- **TEXT TO READ**
--- start ---

Let’s talk about Houston Texans draft grade dissonance

The Texans were largely regarded by local commentators as having had a good draft. They had just five picks, but didn’t really overreach for anybody. Some have criticized the Charlie Heck pick, but their two top picks were legitimate stabs at solving problems in the front seven, John Reid went right around where he was expected to, and Isaiah Coulter is a fifth-round dart.

This largely goes against national sentiment, which is that the Texans had a terrible draft:

So let’s talk about why this is:

Many draft grades incorporate trades, most pundits think the Texans made some terrible trades

When you deal away so many of your picks for trades, you need to win those trades robustly to win a grader’s approval. Most of the Texans trades have been maligned, and there’s more than a little residual grading of the DeAndre Hopkins trade happening here:

Source: ESPN Insider
Source: Touchdown Wire
Source: USA Today

So, that’s strike one. I know, I get it, you’re all sick of talking about the trade. Every time I bring it up indirectly on Twitter it generates hot takes from the strong I Want To Talk To Your Manager vibers out there. But that played a part. The ones who did grade the Texans well did not marry these two things together:

Source: NFL.com
Source: SB Nation

When you forget about the fact that DeAndre Hopkins was traded mostly for Ross Blacklock, it makes the Ross Blacklock pick sound a lot better, doesn’t it? I don’t think that’s a hot take. I also don’t think it’s a hot take to say that I’d rather have a third-round pick in this draft class than I’d rather have Duke Johnson, who is an excellent player that teams just refuse to give a full-time role to. That’s not a shot at Johnson’s talent, it’s a shot at the bottom line. If Johnson had been good enough that the team didn’t feel like David Johnson had to be acquired, it changes a lot about the offseason. Then there’s Brandin Cooks, Gareon Conley, Jadeveon Clowney, and Tunsil, and how those stack up against the value that could have been had in this draft. It’s really not that surprising that draft graders were not big fans, and that the worse the grade was, the more they emphasized those trades.

It can also be said that, for the picks they had, the Texans did fine. Depending on how optimistic you want to be about some of these players, I could even squint and say that they did well for themselves. They didn’t make any new mistakes this weekend. They drafted players who were mostly in the right slots, if not necessarily everyone’s favorite sleepers or whatever. They didn’t have a lot of capital, so they weren’t going to solve everything. But they did fine.

And that is where the majority of the divide in the grades is. Are you grading the weekend, or are you grading the process that created the circumstances of the weekend?

Unaddressed positions and remaining holes

When you have less draft picks and (especially) less high draft picks, you’re very limited on how many holes you can fill. Many graders think that the Texans did not address all of their holes. I want to pick on Mel Kiper’s breakdown on ESPN Insider because I think it is very pertinent:

Source: ESPN Insider

Kiper listed his top hole for the Texans at cornerback. The Texans drafted Reid, who I think is a fair stab at a slot corner, but didn’t get a top-tier outside guy like they could have in the first round.

--- end ---

- **STATED PROBLEM 1**
Find every line in the records that contains the string "shell" and copy those lines. Case counts.

- **RECORDS TO PROCESS**

--- start ---

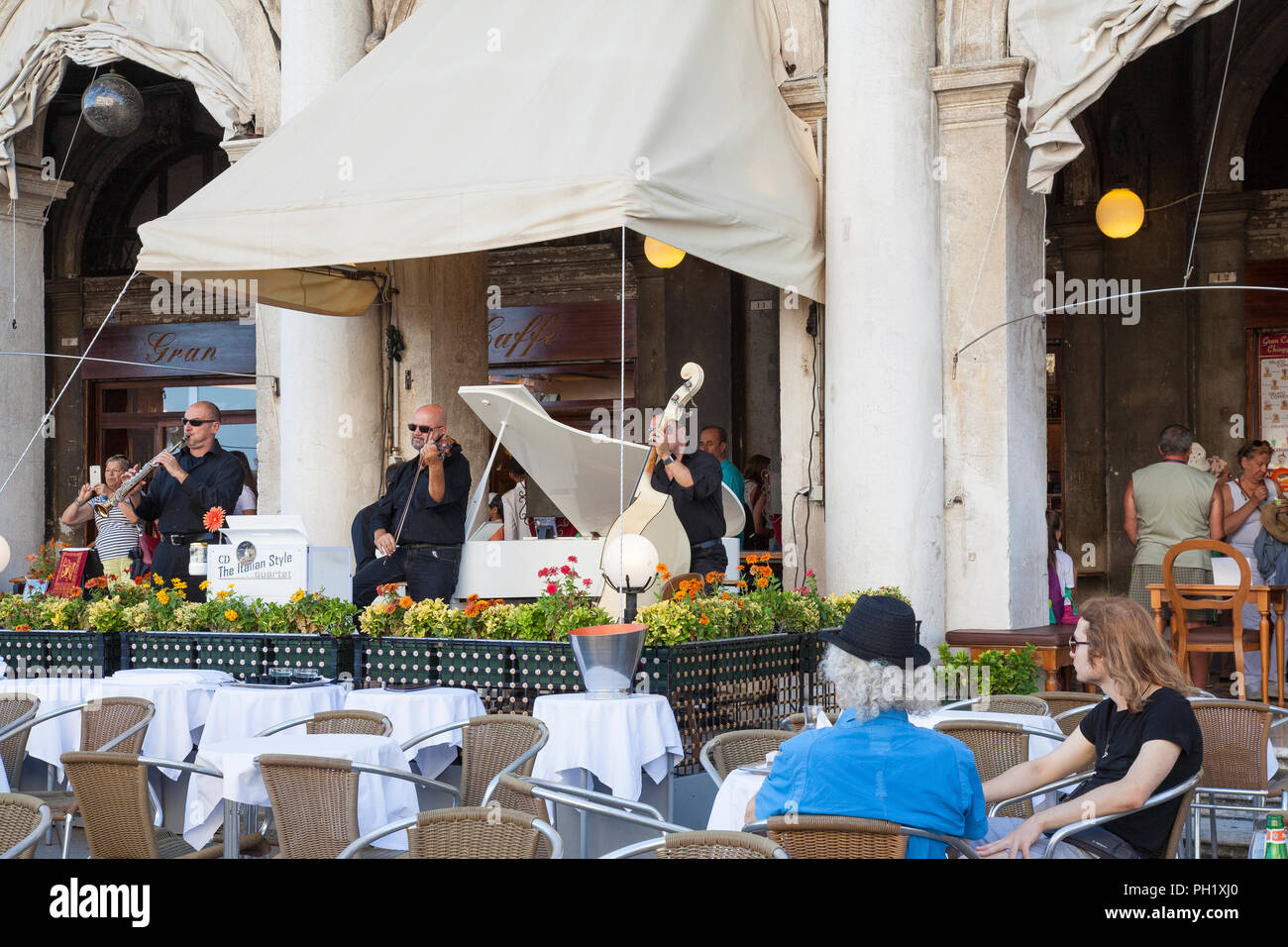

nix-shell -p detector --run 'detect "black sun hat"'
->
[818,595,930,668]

--- end ---
--- start ---

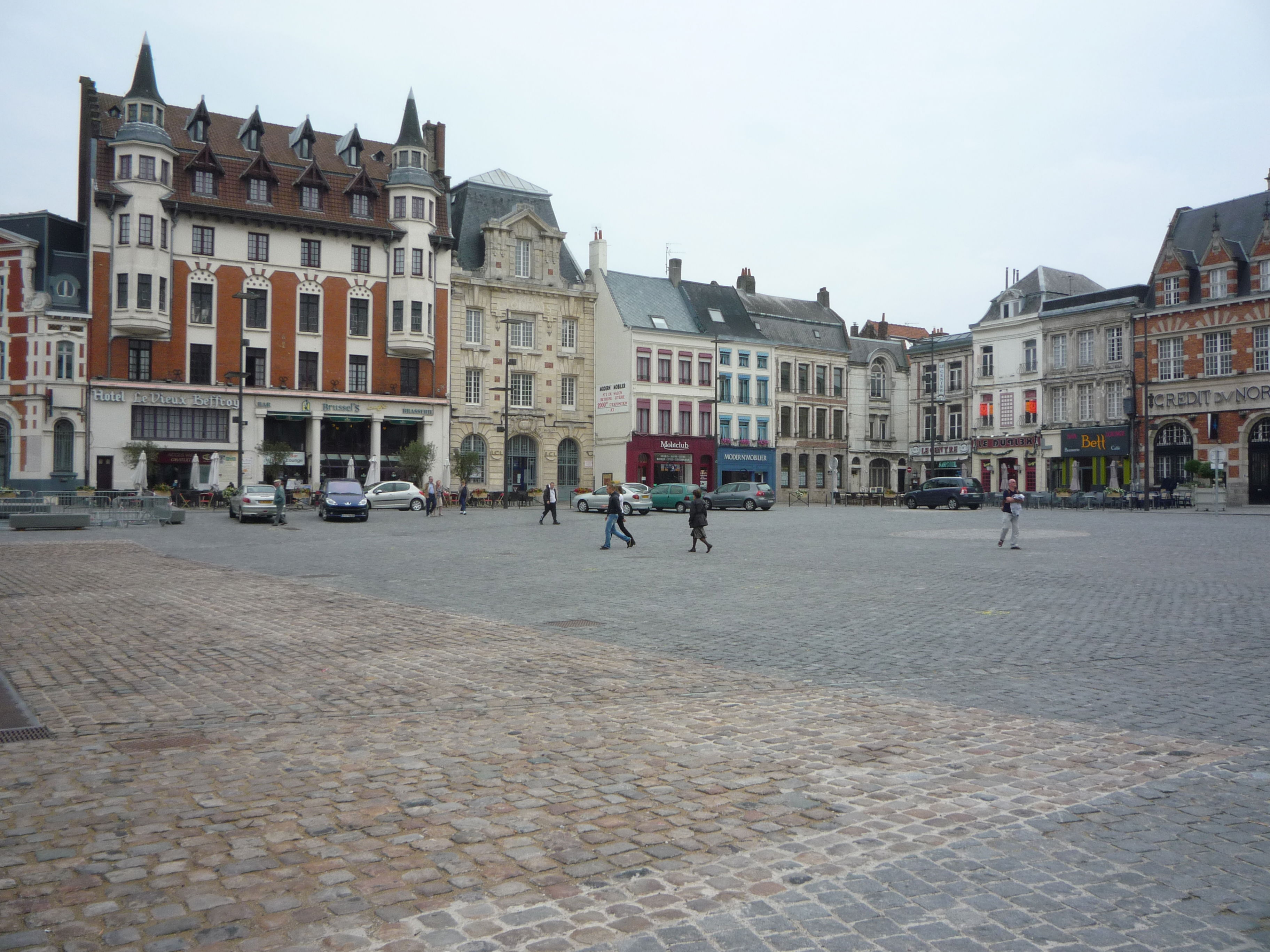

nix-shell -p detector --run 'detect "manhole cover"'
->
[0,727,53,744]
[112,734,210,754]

--- end ---

- **STATED PROBLEM 2**
Please extend the article on the Houston Texans' draft grades, picking up right after its last sentence.

- **EXERCISE RESPONSE 1**
nix-shell -p detector --run 'detect "black sun hat"'
nix-shell -p detector --run 'detect "manhole cover"'

- **EXERCISE RESPONSE 2**
Now, I believe the Texans actually think they’re pretty set at corner in the short term. They re-signed Bradley Roby. They traded for Conley. They drafted Lonnie Johnson in the second round. All of those guys have the physical traits to play outside. Only Roby has had much success in the NFL, but nobody can tell you that the other two don’t have the attributes they need to be good corners outside. Outside of those two, they have Vernon Hargreaves as depth — another player without much NFL success but with good physical attributes — and they have Phillip Gaines kicking around as well. Keion Crossen is around. Cornell Armstrong is around. And now John Reid is around.

So, is Kiper wrong in his assertion that the Texans have a hole at corner, or are the Texans wrong? That’s an eye of the beholder kind of thing, one that might even come down to how much faith you have in the front office and coaching staff. I personally side with Kiper on this one — I don’t have a lot of faith that the Texans are going to have three good cornerbacks next year. But … I also can’t rule it out. It could happen.

Personally, as someone who has been tasked for some of these Large National Write-Ups, 90% of the people who have gotten upset with me have had it happen over the difference of opinion between the team and outside valuations. Pittsburgh fans trash me for saying that quarterback is a need when they have Ben Roethlisberger — even when I note that it is mostly about having a real backup on hand — because they know that’s not a priority for how the team thinks. That’s fine, I’m not going to begrudge your right to yell at me even if I think it’s a dumb point. It also doesn’t change the fact that their backup quarterbacks were ass last year.

Let’s talk about athleticism

One of the hottest trends in NFL analysis right now is what kind of athlete you are as put together by your measurables. It has a lot of influence on how teams (and computer models) see pass rushers. It has a lot of influence on your perceived upside after late-round picks like Danielle Hunter have popped.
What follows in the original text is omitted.